- Directive A -
In the passage on the Principia, who paid for the book's publication?
- Directive B -
Arrange the stretch of the entries from the line containing "Would you mind marking the snow-covered roof" through the end of the entries as a Markdown table with the columns Row and Line. Number each row and leave out blank lines.

- Text passage -
** START **

Halley's role as publisher
The text of the first of the three books of the Principia was presented to the Royal Society at the close of April, 1686. Hooke made some priority claims (but failed to substantiate them), causing some delay. When Hooke's claim was made known to Newton, who hated disputes, Newton threatened to withdraw and suppress Book 3 altogether, but Halley, showing considerable diplomatic skills, tactfully persuaded Newton to withdraw his threat and let it go forward to publication. Samuel Pepys, as President, gave his imprimatur on 30 June 1686, licensing the book for publication. The Society had just spent its book budget on a History of Fishes,^{[32]} and the cost of publication was borne by Edmund Halley (who was also then acting as publisher of the Philosophical Transactions of the Royal Society): the book appeared in summer 1687.^{[33]}
Historical context
Beginnings of the scientific revolution
Nicolaus Copernicus had firmly moved the Earth away from the center of the universe with the heliocentric theory for which he presented evidence in his book De revolutionibus orbium coelestium (On the revolutions of the heavenly spheres) published in 1543. The structure was completed when Johannes Kepler wrote the book Astronomia nova (A new astronomy) in 1609, setting out the evidence that planets move in elliptical orbits with the sun at one focus, and that planets do not move with constant speed along this orbit. Rather, their speed varies so that the line joining the centres of the sun and a planet sweeps out equal areas in equal times. To these two laws he added a third a decade later, in his book Harmonices Mundi (Harmonies of the world). This law sets out a proportionality between the third power of the characteristic distance of a planet from the sun and the square of the length of its year.
The foundation of modern dynamics was set out in Galileo's book Dialogo sopra i due massimi sistemi del mondo (Dialogue on the two main world systems) where the notion of inertia was implicit and used. In addition, Galileo's experiments with inclined planes had yielded precise mathematical relations between elapsed time and acceleration, velocity or distance for uniform and uniformly accelerated motion of bodies.
Descartes' book of 1644 Principia philosophiae (Principles of philosophy) stated that bodies can act on each other only through contact: a principle that induced people, among them himself, to hypothesize a universal medium as the carrier of interactions such as light and gravity—the aether. Another mistake was his treatment of circular motion, but this was more fruitful in that it led others to identify circular motion as a problem raised by the principle of inertia. Christiaan Huygens solved this problem in the 1650s and published it much later as a book.
Newton's role
Newton had studied these books, or, in some cases, secondary sources based on them, and taken notes entitled Quaestiones quaedam philosophicae (Questions about philosophy) during his days as an undergraduate. During this period (1664–1666) he created the basis of calculus, and performed the first experiments in the optics of colour. At this time, his proof that white light was a combination of primary colours (found via prismatics) replaced the prevailing theory of colours and received an overwhelmingly favourable response, and occasioned bitter disputes with Robert Hooke and others, which forced him to sharpen his ideas to the point where he already composed sections of his later book Opticks by the 1670s in response. Work on calculus is shown in various papers and letters, including two to Leibniz. He became a fellow of the Royal Society and the second Lucasian Professor of Mathematics (succeeding Isaac Barrow) at Trinity College, Cambridge.

** END **

- Data for processing -
** START **

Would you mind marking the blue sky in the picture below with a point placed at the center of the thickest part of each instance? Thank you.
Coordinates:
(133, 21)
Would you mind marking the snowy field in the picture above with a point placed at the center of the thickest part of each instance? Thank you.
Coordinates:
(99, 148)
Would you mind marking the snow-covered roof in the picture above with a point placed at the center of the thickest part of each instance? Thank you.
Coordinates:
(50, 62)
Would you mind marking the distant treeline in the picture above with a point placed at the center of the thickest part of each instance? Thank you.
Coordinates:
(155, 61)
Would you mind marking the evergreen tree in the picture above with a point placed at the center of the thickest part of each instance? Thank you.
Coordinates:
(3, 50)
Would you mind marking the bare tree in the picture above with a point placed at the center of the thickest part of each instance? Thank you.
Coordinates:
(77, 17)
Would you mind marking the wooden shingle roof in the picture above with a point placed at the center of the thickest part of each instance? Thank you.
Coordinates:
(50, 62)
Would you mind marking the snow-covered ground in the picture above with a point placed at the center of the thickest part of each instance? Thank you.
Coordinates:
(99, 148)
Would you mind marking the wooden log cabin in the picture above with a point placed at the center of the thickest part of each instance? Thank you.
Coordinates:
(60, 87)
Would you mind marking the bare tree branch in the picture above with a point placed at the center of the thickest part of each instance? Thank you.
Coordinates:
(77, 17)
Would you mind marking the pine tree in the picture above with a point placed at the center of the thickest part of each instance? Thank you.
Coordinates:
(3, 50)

** END **

- Finished answer A -
Edmund Halley

- Finished answer B -
| Row | Line |
|---|---|
| 1 | Would you mind marking the snow-covered roof in the picture above with a point placed at the center of the thickest part of each instance? Thank you. |
| 2 | Coordinates: |
| 3 | (50, 62) |
| 4 | Would you mind marking the distant treeline in the picture above with a point placed at the center of the thickest part of each instance? Thank you. |
| 5 | Coordinates: |
| 6 | (155, 61) |
| 7 | Would you mind marking the evergreen tree in the picture above with a point placed at the center of the thickest part of each instance? Thank you. |
| 8 | Coordinates: |
| 9 | (3, 50) |
| 10 | Would you mind marking the bare tree in the picture above with a point placed at the center of the thickest part of each instance? Thank you. |
| 11 | Coordinates: |
| 12 | (77, 17) |
| 13 | Would you mind marking the wooden shingle roof in the picture above with a point placed at the center of the thickest part of each instance? Thank you. |
| 14 | Coordinates: |
| 15 | (50, 62) |
| 16 | Would you mind marking the snow-covered ground in the picture above with a point placed at the center of the thickest part of each instance? Thank you. |
| 17 | Coordinates: |
| 18 | (99, 148) |
| 19 | Would you mind marking the wooden log cabin in the picture above with a point placed at the center of the thickest part of each instance? Thank you. |
| 20 | Coordinates: |
| 21 | (60, 87) |
| 22 | Would you mind marking the bare tree branch in the picture above with a point placed at the center of the thickest part of each instance? Thank you. |
| 23 | Coordinates: |
| 24 | (77, 17) |
| 25 | Would you mind marking the pine tree in the picture above with a point placed at the center of the thickest part of each instance? Thank you. |
| 26 | Coordinates: |
| 27 | (3, 50) |